*Exercise:* Copy out all of the data below exactly, so that no word differs from the original.

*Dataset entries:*
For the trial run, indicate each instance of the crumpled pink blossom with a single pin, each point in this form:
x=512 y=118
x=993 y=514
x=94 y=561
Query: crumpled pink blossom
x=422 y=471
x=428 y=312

*Answer box:*
For the trial run, indicate each instance of the crumpled pink blossom with a single pin, each point in this form:
x=512 y=118
x=993 y=514
x=94 y=561
Query: crumpled pink blossom
x=422 y=471
x=428 y=312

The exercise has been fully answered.